==== Bloc de texte ====

Voilà près de deux jours que le président du parti socialiste suisse, Christian Levrat, bat le pavé des studios des médias publics, fioles d'alcool à 80° [1] en poche, pour fustiger l'alcoolisme juvénile, seule et unique cause des débordements nocturnes lausannois, cela va de soi...

C'est bien connu, nos pères, à l'heure où l'alcool était encore moins cher, dévalaient le Petit-Chêne, l'écume aux lèvres, Morgenstern en main et scalp de Habsbourg à la ceinture, pour se répandre en orgies bachiques dans les bas-fonds de sous-gare et pourchasser le bourgeois au son d'onomatopées gutturales et patoisantes.

==== Matériel ====

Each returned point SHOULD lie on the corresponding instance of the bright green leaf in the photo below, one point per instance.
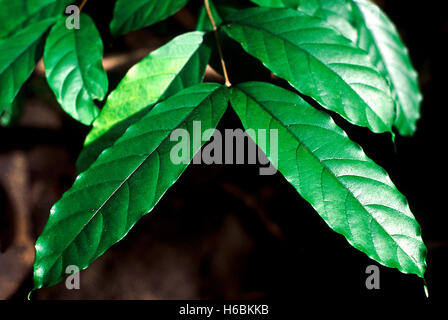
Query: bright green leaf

====

▶ [Consigne]:
D'après le bloc de texte, répondez à chaque question sur une ligne distincte, en reprenant les lettres.
(a) Qui est présenté comme le président du parti socialiste suisse ?
(b) Que porte-t-il en poche ?
(c) Quelle rue nos pères dévalaient-ils, l'écume aux lèvres ?

▶ [Corrigé]:
(a) Christian Levrat.
(b) Des fioles d'alcool à 80°.
(c) Le Petit-Chêne.